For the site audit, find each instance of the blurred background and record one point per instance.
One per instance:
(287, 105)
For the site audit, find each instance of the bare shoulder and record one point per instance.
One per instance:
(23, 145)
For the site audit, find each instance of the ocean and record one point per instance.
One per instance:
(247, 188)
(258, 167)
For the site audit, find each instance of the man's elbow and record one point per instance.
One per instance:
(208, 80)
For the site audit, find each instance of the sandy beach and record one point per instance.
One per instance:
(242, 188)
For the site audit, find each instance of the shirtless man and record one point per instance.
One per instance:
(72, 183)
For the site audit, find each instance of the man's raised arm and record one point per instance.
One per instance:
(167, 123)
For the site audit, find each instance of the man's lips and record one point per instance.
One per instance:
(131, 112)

==

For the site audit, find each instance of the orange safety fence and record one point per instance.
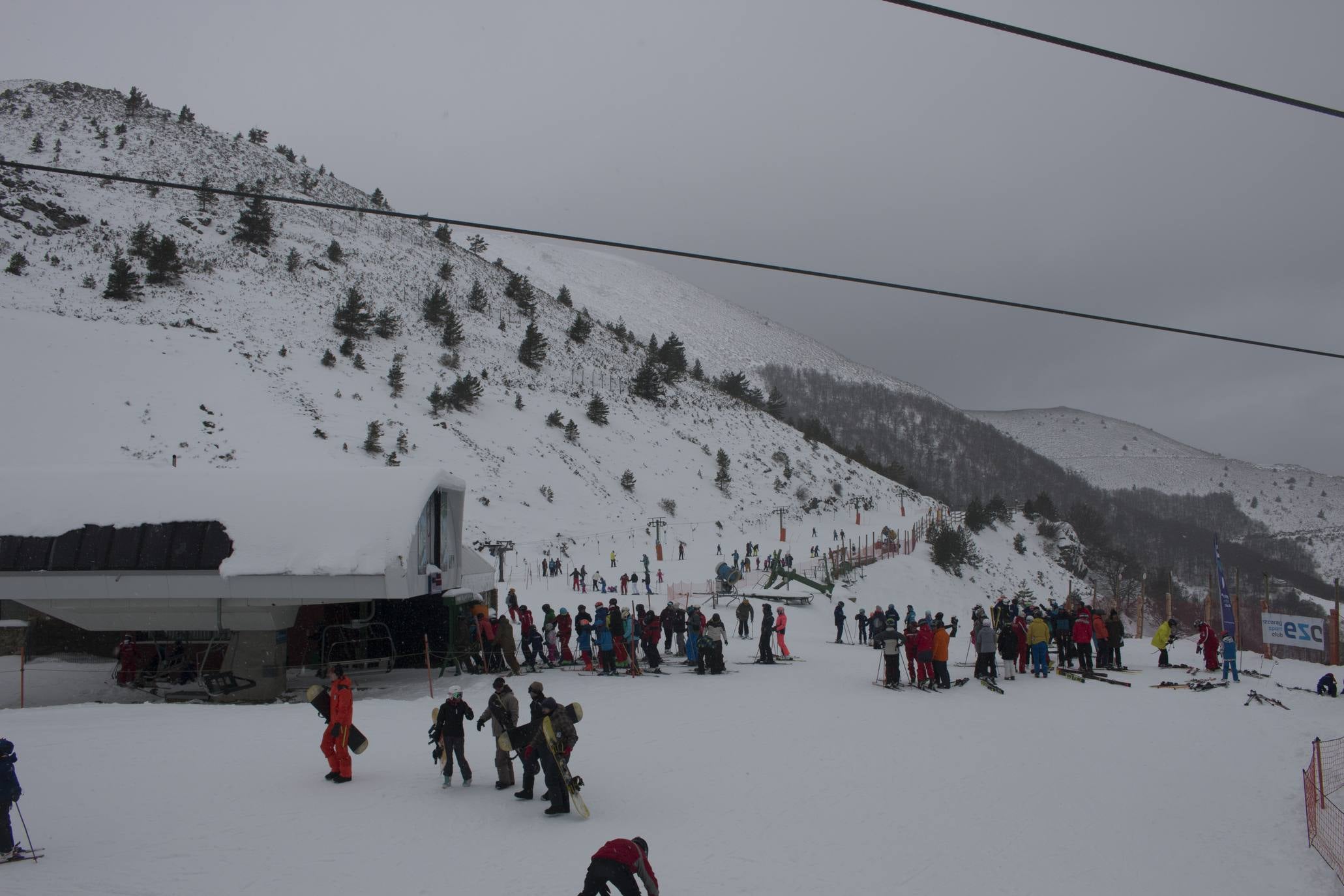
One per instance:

==

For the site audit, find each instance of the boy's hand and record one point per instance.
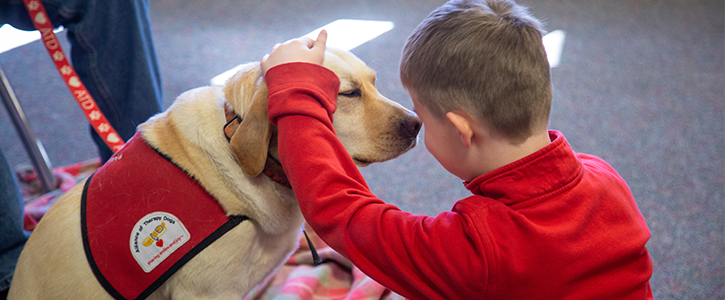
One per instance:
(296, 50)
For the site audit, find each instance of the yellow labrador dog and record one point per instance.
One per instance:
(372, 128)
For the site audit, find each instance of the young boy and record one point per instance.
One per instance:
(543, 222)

**TASK GOAL:** Everything above from the line with "For the site audit, find each instance of the ocean" to the line with "For the site audit, find each instance of the sandy", both included, must be repeated exactly, and nothing outside that range.

**ANSWER BELOW:**
For the site audit, find each instance of the ocean and record one point per instance.
One per instance:
(247, 188)
(258, 167)
For the site audit, find each instance of the man's elbow and record one point per instance.
One per instance:
(208, 80)
For the site audit, find each instance of the sandy beach and record one point per instance.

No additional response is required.